··· SELECTED EXCERPT

A data mining system using certain pre-existing algorithms to process raw data on South Florida companies to create usable data reports for user visualization and analysis.
THE PROBLEM
Venture Hive is a South Florida company incubator –it provides other businesses, usually start-ups, with the guidance and tools they need to grow and be successful. To incubate efficiently, Venture Hive collects large amounts of data about regional companies; however, it needs a system that mines and sifts the data to retrieve useful information. Frequent mining leads to the discovery of associations among items in large relational data sets. Venture Hive could benefit from finding these association patterns in its databases, especially in order to assess the replicability of practices that are correlated with desirable results.
PROPOSED SOLUTION
The company’s incorporation of the Regional Miner into its operational structure marked its incursion into new territory. The idea is, on the one hand, for Venture Hive to identify salient correlations between specific business attributes in order to make informed recommendations to its clients; on the other hand, to sort businesses and entrepreneurs into groups, or “clusters”, based on shared features, with the purpose of tailoring its incubation approach according to the cluster to which a client belongs.
SOLUTION'S FEATURES
- Allow the user to select filtered data and view its details.
- Display which algorithms require data adjustments in order to be executed.
- Allow the user to perform data cleaning routines (e.g. replace missing values) to the selected data set for a specific algorithm.
- Allow the user to perform data transformation to provide better results (e.g. discretize and normalize) given a data set and specific algorithm.
- Allow the user to run multiple algorithms, regardless of type (i.e. association and clustering), in a single instruction.
- Allow the user to save a run configuration (i.e. data set, data adjustments and algorithms) for future execution.
SYSTEM DESIGN
The system architecture for the Regional Miner is a Three Tier Architecture. The View Tier will be allocated to the client’s computer, which can vary with regards to operating system. The Middle Tier, containing the Weka application and the logic platform, will run in a dedicated Unix-based server using the time-based job scheduler cron. The MySQL-implemented Database Tier will be distributed in a separate database server. The middle tier server and the database server will be connected by the JDBC.
DATA MINING SUBSYSTEM IMPLEMENTATION
The Data Mining Subsystem allows the execution of range of algorithms choices (i.e. association and clustering) in a single instruction, with each algorithm producing an individual result. Furthermore, the system is capable of indicating which algorithms require data adjustments, to consequently provide the user with routines for data cleaning and data transformation. Additionally, every run configuration can be executed at the moment or can be schedule for future execution.
Weka 3.7 developer version, a suite of machine learning software written in Java, is employed by our system –also written in Java for compatibility– to offer the user a range of algorithm choices from among the following two categories: association and clustering. The algorithms are run on data sets to generate results that are intelligible to the user; multiple algorithms can be run at once, with each algorithm producing an individual result. Now, because some data sets need to be refined before they are ready to be subjected to algorithm runs, the system uses tools provided by Weka for data pre-processing. Whenever pre-processing is necessary, the user will be guided by system recommendations. All the user-initiated tasks mentioned above can be scheduled by the user to for future execution.

······
··· DATA PROVIDED

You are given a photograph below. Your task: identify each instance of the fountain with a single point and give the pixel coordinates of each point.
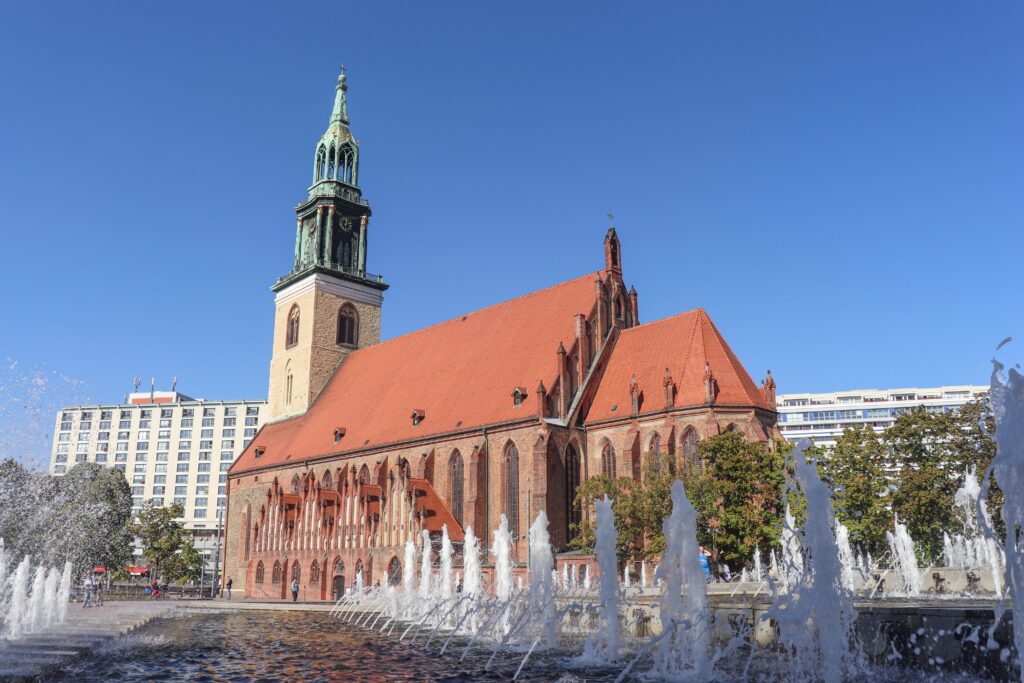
(445, 563)
(904, 559)
(814, 615)
(1008, 466)
(684, 646)
(541, 598)
(603, 644)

······

## EXERCISE BRIEF
In the Regional Miner description, which time-based job scheduler does the Middle Tier server use?

## CORRECT ANSWER
cron